## [Exercise details]
Rewrite the rows in the stretch from the line containing "Each instance of the traditional" through the line containing "123], [92, 122]]", both included, with the requests kept unchanged. Offset every outline coordinate in the answers by -121.

## [Dataset entries]

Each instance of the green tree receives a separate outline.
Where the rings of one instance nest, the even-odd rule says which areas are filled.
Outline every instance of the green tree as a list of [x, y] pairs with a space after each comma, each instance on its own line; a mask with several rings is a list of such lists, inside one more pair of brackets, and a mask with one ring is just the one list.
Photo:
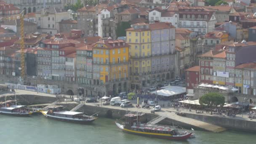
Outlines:
[[64, 8], [66, 10], [70, 9], [73, 11], [77, 11], [77, 10], [83, 8], [83, 4], [82, 3], [81, 0], [77, 0], [77, 3], [75, 5], [70, 3], [67, 3], [64, 6]]
[[225, 98], [221, 94], [217, 93], [209, 93], [204, 95], [199, 99], [199, 103], [213, 106], [223, 105], [225, 103]]
[[98, 4], [98, 0], [83, 0], [85, 5], [95, 6]]
[[116, 33], [117, 37], [125, 37], [126, 32], [125, 29], [131, 27], [130, 22], [122, 21], [117, 25], [117, 27], [116, 30]]
[[223, 1], [223, 0], [220, 0], [219, 1], [218, 3], [216, 3], [215, 4], [215, 6], [218, 6], [218, 5], [221, 5], [221, 4], [224, 4], [224, 5], [228, 5], [229, 4], [227, 3], [225, 1]]

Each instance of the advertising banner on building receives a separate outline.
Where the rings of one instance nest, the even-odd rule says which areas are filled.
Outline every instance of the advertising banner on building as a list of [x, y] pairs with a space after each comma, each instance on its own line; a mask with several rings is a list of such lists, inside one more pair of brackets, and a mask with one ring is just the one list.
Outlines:
[[5, 84], [6, 85], [8, 85], [8, 88], [11, 88], [11, 89], [16, 89], [17, 88], [16, 87], [16, 84], [15, 84], [15, 83], [5, 83]]
[[37, 87], [35, 86], [26, 85], [26, 90], [29, 91], [37, 91]]
[[229, 77], [229, 75], [228, 72], [217, 72], [217, 77]]

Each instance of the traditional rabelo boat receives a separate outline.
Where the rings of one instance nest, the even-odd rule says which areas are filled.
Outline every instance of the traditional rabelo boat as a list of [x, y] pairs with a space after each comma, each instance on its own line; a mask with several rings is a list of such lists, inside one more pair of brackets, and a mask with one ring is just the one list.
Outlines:
[[96, 117], [84, 115], [83, 113], [63, 110], [63, 106], [55, 105], [48, 107], [48, 111], [42, 111], [45, 117], [68, 122], [86, 123], [92, 122]]
[[140, 116], [134, 114], [125, 115], [125, 125], [122, 125], [117, 122], [115, 123], [118, 128], [124, 131], [150, 137], [184, 140], [189, 138], [192, 134], [192, 133], [179, 129], [176, 126], [141, 124], [138, 122]]
[[18, 116], [28, 116], [30, 115], [27, 106], [21, 105], [2, 107], [0, 108], [0, 114]]

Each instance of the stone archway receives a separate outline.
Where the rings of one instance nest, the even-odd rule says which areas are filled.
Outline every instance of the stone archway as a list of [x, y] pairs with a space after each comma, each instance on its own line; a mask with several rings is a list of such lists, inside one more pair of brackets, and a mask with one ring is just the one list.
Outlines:
[[33, 7], [33, 13], [35, 13], [35, 7]]
[[118, 93], [121, 93], [122, 91], [122, 84], [121, 83], [118, 83]]
[[231, 103], [232, 102], [237, 102], [238, 101], [238, 99], [237, 99], [236, 96], [234, 96], [230, 98], [229, 99], [229, 103]]
[[115, 84], [114, 84], [114, 85], [113, 85], [113, 90], [112, 90], [113, 94], [116, 94], [116, 89], [117, 89], [117, 85]]
[[124, 82], [123, 83], [123, 90], [125, 91], [128, 91], [127, 90], [127, 83]]
[[172, 72], [171, 74], [171, 78], [172, 79], [174, 79], [175, 77], [175, 75], [174, 75], [174, 72]]
[[24, 15], [27, 14], [27, 8], [24, 8], [23, 10], [24, 10]]
[[27, 9], [27, 13], [31, 13], [31, 8], [29, 7]]
[[162, 81], [164, 81], [165, 79], [165, 74], [162, 74]]
[[69, 90], [67, 91], [66, 93], [67, 95], [74, 96], [74, 92], [71, 90]]
[[166, 74], [166, 80], [170, 79], [170, 74], [169, 72]]

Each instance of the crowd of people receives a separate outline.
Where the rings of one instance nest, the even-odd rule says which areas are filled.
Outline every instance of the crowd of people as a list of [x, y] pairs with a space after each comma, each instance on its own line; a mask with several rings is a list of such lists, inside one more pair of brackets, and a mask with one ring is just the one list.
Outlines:
[[256, 111], [251, 111], [249, 113], [249, 118], [256, 119]]

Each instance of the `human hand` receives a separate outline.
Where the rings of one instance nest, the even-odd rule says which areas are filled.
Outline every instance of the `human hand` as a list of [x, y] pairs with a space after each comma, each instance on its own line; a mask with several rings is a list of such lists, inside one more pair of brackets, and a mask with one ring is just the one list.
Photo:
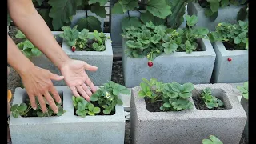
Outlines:
[[[74, 96], [81, 95], [90, 102], [90, 96], [93, 92], [96, 91], [96, 87], [89, 78], [85, 70], [90, 71], [96, 71], [97, 67], [87, 64], [84, 61], [78, 61], [70, 59], [65, 62], [60, 68], [62, 74], [64, 76], [64, 80], [68, 86], [70, 86]], [[88, 86], [90, 90], [88, 88]]]
[[35, 97], [38, 97], [41, 109], [43, 113], [47, 112], [46, 100], [54, 113], [58, 112], [58, 109], [49, 94], [50, 92], [58, 103], [62, 102], [62, 99], [54, 86], [51, 80], [60, 81], [64, 78], [63, 76], [58, 76], [49, 71], [48, 70], [42, 69], [38, 66], [33, 66], [27, 70], [26, 74], [21, 74], [24, 87], [29, 95], [31, 106], [34, 110], [37, 108]]

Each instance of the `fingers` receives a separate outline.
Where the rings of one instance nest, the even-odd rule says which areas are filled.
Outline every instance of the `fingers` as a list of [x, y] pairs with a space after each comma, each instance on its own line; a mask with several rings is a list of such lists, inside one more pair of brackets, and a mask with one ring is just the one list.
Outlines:
[[55, 101], [59, 104], [62, 103], [62, 98], [54, 86], [50, 88], [50, 91], [53, 94]]
[[59, 76], [55, 74], [50, 73], [50, 79], [54, 81], [61, 81], [64, 79], [64, 76]]
[[91, 93], [91, 91], [88, 89], [87, 86], [86, 86], [85, 83], [83, 83], [83, 84], [82, 85], [82, 89], [86, 91], [86, 93], [88, 94], [89, 97], [90, 97], [91, 94], [93, 94]]
[[86, 93], [86, 91], [83, 90], [83, 88], [81, 86], [77, 86], [78, 90], [79, 93], [82, 95], [83, 98], [86, 99], [86, 101], [90, 102], [90, 97]]
[[39, 104], [41, 106], [42, 111], [43, 113], [47, 112], [47, 107], [46, 107], [46, 102], [45, 102], [42, 95], [38, 94], [38, 101], [39, 101]]
[[98, 67], [89, 65], [86, 62], [84, 62], [84, 68], [89, 71], [96, 71], [98, 70]]
[[[49, 106], [53, 110], [53, 111], [56, 114], [58, 113], [58, 109], [54, 101], [54, 98], [50, 95], [48, 91], [44, 94], [44, 96], [45, 96], [46, 101], [48, 102]], [[41, 103], [40, 103], [40, 105], [41, 105]], [[41, 106], [41, 107], [42, 107], [42, 106]]]
[[70, 86], [70, 88], [75, 97], [80, 96], [77, 91], [77, 89], [74, 86]]
[[36, 110], [37, 109], [37, 103], [35, 102], [35, 96], [34, 95], [31, 95], [31, 94], [29, 94], [29, 98], [30, 98], [30, 104], [31, 104], [31, 107], [32, 109], [34, 110]]
[[93, 92], [95, 92], [96, 91], [96, 87], [94, 85], [94, 83], [90, 81], [90, 79], [88, 78], [86, 80], [86, 83], [87, 84], [87, 86], [89, 86], [89, 87], [91, 89], [91, 90]]

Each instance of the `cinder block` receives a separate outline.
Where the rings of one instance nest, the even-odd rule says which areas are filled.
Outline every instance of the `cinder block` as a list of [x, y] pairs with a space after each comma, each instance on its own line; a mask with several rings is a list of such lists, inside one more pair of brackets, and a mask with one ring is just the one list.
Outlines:
[[[213, 80], [216, 83], [239, 83], [248, 81], [248, 50], [227, 50], [222, 42], [213, 43], [216, 53]], [[231, 61], [227, 59], [231, 58]]]
[[216, 54], [209, 40], [200, 38], [198, 42], [203, 51], [190, 54], [186, 52], [162, 54], [153, 61], [153, 66], [149, 67], [146, 57], [134, 58], [124, 54], [126, 49], [124, 40], [122, 60], [125, 86], [129, 88], [139, 86], [142, 78], [157, 78], [163, 82], [210, 83]]
[[[62, 38], [58, 37], [58, 34], [62, 33], [62, 31], [52, 31], [53, 35], [56, 36], [56, 40], [58, 42], [62, 43]], [[44, 54], [42, 53], [40, 56], [32, 57], [30, 58], [31, 62], [37, 66], [39, 66], [43, 69], [49, 70], [50, 72], [62, 75], [61, 72], [58, 67]], [[53, 81], [54, 86], [65, 86], [65, 81]]]
[[[13, 144], [124, 143], [125, 115], [122, 106], [107, 116], [74, 115], [72, 93], [66, 86], [56, 86], [63, 95], [60, 117], [10, 117], [10, 131]], [[17, 88], [13, 104], [20, 104], [27, 97], [24, 89]]]
[[[106, 37], [110, 37], [109, 33], [104, 33]], [[105, 51], [74, 51], [63, 40], [62, 49], [66, 54], [73, 59], [85, 61], [90, 65], [98, 67], [97, 71], [86, 73], [95, 86], [102, 86], [111, 80], [113, 50], [110, 39], [105, 42]]]
[[[226, 110], [192, 110], [179, 112], [150, 112], [145, 100], [138, 97], [140, 87], [132, 89], [130, 121], [134, 144], [194, 144], [215, 135], [226, 144], [238, 144], [246, 121], [246, 114], [238, 99], [233, 96], [228, 84], [200, 84], [194, 87], [201, 92], [206, 87], [213, 95], [222, 98]], [[197, 93], [193, 91], [193, 96]]]
[[237, 23], [237, 14], [242, 6], [230, 5], [224, 8], [218, 8], [218, 17], [214, 21], [205, 15], [205, 8], [202, 8], [198, 3], [190, 2], [187, 5], [187, 12], [189, 15], [196, 15], [198, 17], [198, 22], [195, 26], [206, 27], [209, 30], [215, 30], [215, 26], [219, 22]]
[[[102, 32], [103, 32], [104, 18], [102, 18], [102, 17], [96, 15], [95, 13], [92, 13], [90, 10], [87, 10], [87, 15], [88, 16], [94, 16], [101, 22], [101, 27], [102, 27]], [[86, 10], [77, 10], [76, 14], [73, 15], [73, 17], [72, 17], [70, 27], [74, 27], [75, 25], [77, 25], [79, 19], [81, 19], [82, 18], [86, 18]]]

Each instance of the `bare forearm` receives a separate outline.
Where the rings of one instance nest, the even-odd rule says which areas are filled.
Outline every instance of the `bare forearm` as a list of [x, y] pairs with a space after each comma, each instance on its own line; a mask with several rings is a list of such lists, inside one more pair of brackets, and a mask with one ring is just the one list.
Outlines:
[[8, 9], [15, 25], [58, 69], [70, 60], [31, 0], [8, 0]]
[[[23, 75], [35, 66], [21, 52], [14, 41], [7, 35], [7, 62], [20, 75]], [[21, 65], [22, 64], [22, 65]]]

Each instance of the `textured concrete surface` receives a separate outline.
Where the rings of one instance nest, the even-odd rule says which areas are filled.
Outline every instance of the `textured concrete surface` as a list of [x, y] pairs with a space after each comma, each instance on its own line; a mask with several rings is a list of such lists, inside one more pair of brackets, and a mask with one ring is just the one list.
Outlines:
[[[140, 14], [144, 11], [129, 11], [130, 17], [140, 17]], [[187, 14], [187, 10], [185, 12], [185, 15]], [[128, 13], [123, 14], [111, 14], [111, 38], [113, 39], [113, 48], [120, 48], [122, 49], [122, 38], [120, 35], [122, 33], [121, 22], [122, 20], [128, 16]], [[186, 19], [184, 16], [184, 22], [180, 26], [180, 27], [186, 26]]]
[[139, 86], [142, 78], [156, 78], [163, 82], [210, 83], [216, 54], [209, 40], [199, 39], [199, 45], [204, 51], [190, 54], [185, 52], [163, 54], [153, 61], [152, 67], [149, 67], [146, 57], [134, 58], [124, 54], [126, 48], [124, 41], [122, 60], [126, 86]]
[[[109, 33], [104, 33], [106, 36], [110, 36]], [[66, 54], [74, 59], [86, 62], [88, 64], [97, 66], [95, 72], [86, 71], [89, 78], [96, 86], [101, 86], [111, 80], [113, 51], [110, 39], [105, 42], [105, 51], [71, 51], [71, 48], [63, 40], [62, 49]]]
[[[62, 33], [62, 31], [52, 31], [53, 35], [56, 36], [56, 40], [58, 42], [62, 43], [62, 38], [58, 37], [58, 34]], [[32, 57], [30, 58], [31, 62], [37, 66], [39, 66], [43, 69], [49, 70], [50, 72], [62, 75], [61, 72], [58, 69], [58, 67], [44, 54], [42, 54], [38, 57]], [[66, 83], [64, 80], [62, 81], [53, 81], [54, 86], [65, 86]]]
[[[94, 16], [94, 17], [96, 17], [101, 22], [101, 27], [102, 27], [102, 31], [103, 31], [104, 18], [99, 17], [99, 16], [96, 15], [95, 13], [92, 13], [90, 10], [87, 10], [87, 15], [88, 16]], [[80, 18], [86, 18], [86, 10], [77, 10], [76, 14], [72, 17], [70, 26], [74, 27], [78, 23], [78, 20]]]
[[202, 8], [198, 3], [190, 2], [187, 6], [189, 15], [196, 15], [198, 17], [198, 22], [196, 26], [206, 27], [210, 30], [215, 30], [215, 26], [219, 22], [237, 23], [237, 14], [242, 6], [229, 6], [225, 8], [219, 8], [218, 17], [214, 21], [210, 20], [205, 15], [205, 8]]
[[[63, 93], [63, 109], [66, 112], [61, 117], [10, 117], [13, 144], [124, 143], [122, 106], [116, 106], [114, 115], [81, 118], [74, 115], [70, 89], [64, 86], [56, 88], [59, 93]], [[17, 88], [13, 104], [21, 103], [25, 94], [24, 89]]]
[[[239, 83], [248, 81], [248, 50], [227, 50], [222, 42], [213, 43], [216, 61], [213, 72], [214, 83]], [[231, 58], [229, 62], [227, 59]]]
[[[233, 96], [228, 84], [195, 85], [200, 92], [206, 87], [222, 98], [226, 110], [180, 112], [149, 112], [145, 100], [138, 96], [140, 87], [132, 89], [130, 127], [134, 144], [191, 144], [202, 143], [213, 134], [225, 144], [238, 144], [246, 121], [246, 114], [238, 99]], [[196, 93], [194, 91], [193, 95]], [[194, 103], [194, 102], [193, 102]]]

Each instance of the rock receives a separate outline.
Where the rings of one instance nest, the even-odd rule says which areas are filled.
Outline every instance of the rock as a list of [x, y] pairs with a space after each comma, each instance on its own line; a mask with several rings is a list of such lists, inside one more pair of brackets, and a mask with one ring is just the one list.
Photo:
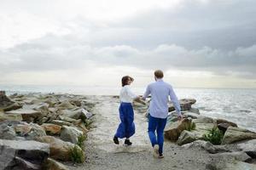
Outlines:
[[17, 114], [4, 114], [0, 112], [0, 122], [3, 121], [22, 121], [22, 116]]
[[29, 109], [19, 109], [16, 110], [7, 111], [6, 114], [21, 115], [22, 120], [26, 122], [36, 122], [39, 117], [43, 116], [41, 112]]
[[60, 109], [73, 109], [76, 106], [72, 105], [68, 100], [64, 100], [60, 105], [57, 105], [56, 107]]
[[49, 146], [37, 141], [0, 139], [0, 169], [42, 169]]
[[17, 109], [20, 109], [22, 108], [22, 105], [20, 103], [13, 103], [10, 104], [5, 107], [2, 107], [0, 108], [0, 110], [2, 109], [4, 111], [9, 111], [9, 110], [17, 110]]
[[0, 124], [0, 139], [15, 139], [16, 137], [15, 131], [10, 126], [8, 126], [4, 122]]
[[237, 146], [241, 150], [246, 152], [252, 158], [256, 158], [256, 139], [238, 144]]
[[62, 163], [56, 162], [54, 159], [48, 158], [44, 165], [44, 169], [47, 170], [68, 170]]
[[[43, 136], [37, 139], [38, 141], [49, 144], [49, 156], [61, 161], [71, 161], [70, 150], [74, 144], [65, 142], [52, 136]], [[79, 147], [80, 150], [80, 147]]]
[[224, 153], [218, 153], [212, 156], [212, 157], [218, 157], [223, 160], [236, 160], [241, 162], [250, 162], [252, 158], [247, 156], [245, 152], [242, 151], [236, 151], [236, 152], [224, 152]]
[[79, 109], [76, 110], [62, 110], [61, 116], [65, 117], [70, 117], [73, 119], [89, 119], [92, 116], [92, 113], [87, 111], [84, 109]]
[[193, 142], [195, 140], [203, 140], [204, 135], [207, 133], [209, 130], [212, 129], [214, 125], [215, 124], [213, 123], [196, 123], [195, 130], [190, 132], [184, 130], [181, 133], [180, 136], [177, 139], [177, 144], [182, 145]]
[[208, 141], [205, 140], [195, 140], [192, 143], [183, 144], [182, 147], [189, 149], [189, 148], [202, 148], [208, 151], [211, 154], [216, 154], [218, 152], [227, 152], [230, 151], [229, 149], [226, 149], [224, 146], [220, 145], [213, 145]]
[[19, 103], [15, 103], [5, 95], [4, 91], [0, 91], [0, 110], [9, 111], [21, 108]]
[[78, 107], [81, 106], [81, 100], [79, 100], [79, 99], [72, 99], [70, 101], [70, 103], [73, 104], [73, 105], [75, 105]]
[[60, 125], [60, 126], [71, 126], [72, 123], [66, 122], [66, 121], [60, 121], [60, 120], [53, 120], [50, 122], [52, 124]]
[[192, 107], [192, 108], [189, 110], [189, 111], [192, 112], [192, 113], [196, 113], [196, 114], [200, 115], [200, 110], [199, 110], [199, 109], [197, 109], [197, 108], [193, 108], [193, 107]]
[[[42, 116], [46, 116], [49, 112], [48, 107], [49, 107], [49, 104], [38, 103], [38, 104], [23, 106], [23, 109], [34, 110], [41, 112]], [[39, 118], [42, 118], [42, 117], [39, 117]]]
[[256, 133], [254, 132], [236, 127], [229, 127], [223, 138], [222, 144], [253, 139], [256, 139]]
[[200, 116], [197, 119], [193, 120], [195, 123], [214, 123], [214, 120], [207, 116]]
[[217, 124], [220, 124], [220, 123], [226, 123], [229, 124], [231, 127], [237, 127], [237, 124], [236, 124], [235, 122], [224, 120], [224, 119], [216, 119], [216, 123]]
[[83, 132], [75, 127], [63, 126], [61, 132], [61, 139], [77, 144], [78, 138], [80, 135], [83, 135]]
[[34, 140], [40, 136], [46, 136], [44, 129], [35, 123], [23, 123], [13, 125], [19, 136], [25, 137], [28, 140]]
[[[182, 111], [189, 110], [191, 109], [191, 105], [196, 102], [194, 99], [183, 99], [179, 100], [180, 107]], [[169, 112], [175, 110], [174, 105], [172, 103], [169, 105]]]
[[15, 126], [15, 131], [16, 133], [18, 133], [19, 136], [26, 136], [27, 135], [31, 130], [32, 129], [32, 128], [31, 126], [29, 126], [28, 124], [18, 124], [16, 126]]
[[232, 161], [228, 162], [217, 162], [207, 165], [206, 169], [211, 170], [255, 170], [256, 165], [246, 163], [239, 161]]
[[219, 123], [218, 124], [218, 128], [223, 132], [223, 133], [225, 133], [225, 132], [227, 131], [228, 128], [230, 127], [230, 125], [228, 124], [228, 123]]
[[190, 112], [190, 111], [186, 111], [183, 113], [184, 117], [191, 117], [192, 119], [197, 119], [200, 117], [202, 117], [202, 116], [198, 115], [197, 113]]
[[51, 123], [44, 123], [41, 127], [44, 128], [47, 134], [56, 135], [61, 133], [61, 126]]
[[181, 133], [177, 139], [177, 144], [179, 145], [193, 142], [197, 139], [201, 139], [196, 136], [195, 133], [184, 130]]
[[191, 119], [183, 119], [182, 122], [175, 122], [165, 128], [165, 138], [172, 141], [176, 141], [180, 133], [191, 126]]
[[226, 163], [223, 170], [255, 170], [256, 165], [236, 161], [235, 162]]
[[58, 119], [67, 122], [71, 122], [71, 123], [75, 122], [77, 121], [76, 119], [73, 119], [73, 118], [70, 118], [70, 117], [65, 116], [59, 116]]

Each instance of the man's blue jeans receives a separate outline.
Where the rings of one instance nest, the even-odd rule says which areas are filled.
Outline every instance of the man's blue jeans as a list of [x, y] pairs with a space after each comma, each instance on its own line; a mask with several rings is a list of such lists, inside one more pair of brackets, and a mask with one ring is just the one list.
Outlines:
[[[148, 133], [152, 146], [159, 144], [159, 153], [163, 153], [164, 145], [164, 129], [166, 124], [167, 118], [156, 118], [149, 115]], [[155, 136], [155, 131], [157, 137]]]

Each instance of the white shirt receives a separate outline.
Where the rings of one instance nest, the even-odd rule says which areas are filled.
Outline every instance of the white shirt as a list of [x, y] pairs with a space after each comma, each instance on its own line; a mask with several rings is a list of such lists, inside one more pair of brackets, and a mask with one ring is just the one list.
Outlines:
[[149, 94], [151, 94], [149, 114], [152, 116], [158, 118], [167, 117], [169, 96], [176, 111], [181, 116], [178, 99], [170, 84], [165, 82], [162, 79], [158, 79], [155, 82], [147, 87], [143, 98], [146, 99]]
[[119, 99], [121, 102], [132, 103], [137, 96], [133, 94], [130, 89], [130, 85], [125, 85], [120, 91]]

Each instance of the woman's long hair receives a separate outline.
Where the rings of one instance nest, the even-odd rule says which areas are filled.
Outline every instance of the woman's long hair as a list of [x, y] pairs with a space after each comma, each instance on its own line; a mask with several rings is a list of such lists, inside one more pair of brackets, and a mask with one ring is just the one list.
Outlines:
[[125, 76], [122, 77], [122, 87], [128, 84], [129, 79], [131, 79], [131, 82], [134, 81], [134, 79], [131, 76]]

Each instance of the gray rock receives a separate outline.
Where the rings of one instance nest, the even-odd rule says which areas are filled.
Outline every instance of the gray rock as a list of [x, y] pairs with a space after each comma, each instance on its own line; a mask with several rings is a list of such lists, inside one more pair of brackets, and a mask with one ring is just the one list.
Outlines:
[[238, 148], [253, 158], [256, 158], [256, 139], [237, 144]]
[[72, 123], [66, 122], [66, 121], [60, 121], [60, 120], [53, 120], [50, 122], [52, 124], [60, 125], [60, 126], [71, 126]]
[[209, 170], [256, 170], [256, 165], [246, 163], [239, 161], [218, 162], [212, 162], [207, 165], [206, 169]]
[[42, 117], [42, 113], [30, 109], [19, 109], [16, 110], [7, 111], [6, 114], [17, 114], [22, 116], [22, 120], [26, 122], [36, 122], [39, 117]]
[[193, 113], [196, 113], [197, 115], [200, 115], [200, 110], [199, 110], [199, 109], [197, 109], [197, 108], [191, 108], [190, 110], [189, 110], [189, 111], [190, 112], [193, 112]]
[[83, 132], [77, 128], [63, 126], [61, 132], [61, 139], [77, 144], [78, 138], [80, 135], [83, 135]]
[[203, 117], [202, 116], [198, 115], [197, 113], [194, 113], [194, 112], [190, 112], [190, 111], [184, 112], [183, 116], [191, 117], [192, 119], [198, 119], [198, 118]]
[[[73, 148], [76, 144], [70, 142], [65, 142], [59, 139], [54, 138], [52, 136], [42, 136], [37, 139], [38, 141], [49, 144], [49, 150], [51, 158], [61, 161], [71, 161], [70, 150]], [[82, 150], [79, 147], [79, 150]]]
[[54, 159], [48, 158], [44, 166], [47, 170], [68, 170], [62, 163], [56, 162]]
[[[195, 119], [197, 120], [197, 119]], [[194, 121], [194, 120], [193, 120]], [[204, 135], [214, 127], [213, 123], [196, 123], [195, 130], [184, 130], [181, 133], [177, 144], [179, 145], [193, 142], [195, 140], [204, 139]]]
[[0, 124], [0, 139], [15, 139], [15, 137], [16, 133], [12, 127], [7, 126], [5, 123]]
[[229, 127], [223, 138], [222, 144], [253, 139], [256, 139], [256, 133], [254, 132], [244, 128]]
[[208, 141], [205, 140], [195, 140], [192, 143], [183, 144], [182, 147], [186, 149], [189, 148], [202, 148], [208, 151], [211, 154], [216, 154], [219, 152], [227, 152], [230, 151], [229, 149], [226, 149], [224, 145], [213, 145]]
[[241, 162], [250, 162], [252, 158], [243, 151], [218, 153], [212, 156], [223, 160], [236, 160]]
[[[191, 105], [196, 102], [194, 99], [183, 99], [179, 100], [181, 110], [189, 110], [191, 109]], [[168, 112], [175, 110], [173, 104], [169, 105]]]
[[0, 169], [42, 169], [49, 145], [36, 141], [0, 139]]

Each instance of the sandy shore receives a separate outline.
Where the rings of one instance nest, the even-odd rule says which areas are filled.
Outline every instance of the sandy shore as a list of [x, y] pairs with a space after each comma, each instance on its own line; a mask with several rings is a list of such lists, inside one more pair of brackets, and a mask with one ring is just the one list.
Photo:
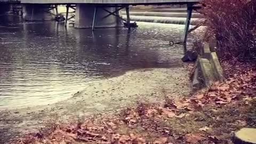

## [Correct output]
Each instance of the traditional rabelo boat receives a separate outline.
Where the rings of one instance nest, the even-odd rule says which areas are filled.
Outline every instance of the traditional rabelo boat as a list of [x, y] pairs with a space after each comma, each instance on its own line; a mask with several rings is a list of such lists, inside one more pair of brackets, and a mask with one ring is just the one list.
Outlines:
[[-25, -4], [-37, -6], [-38, -8], [-58, -11], [-58, -15], [-66, -16], [-73, -14], [-73, -10], [-79, -10], [-76, -4], [-53, 1], [-35, 2], [-29, 1]]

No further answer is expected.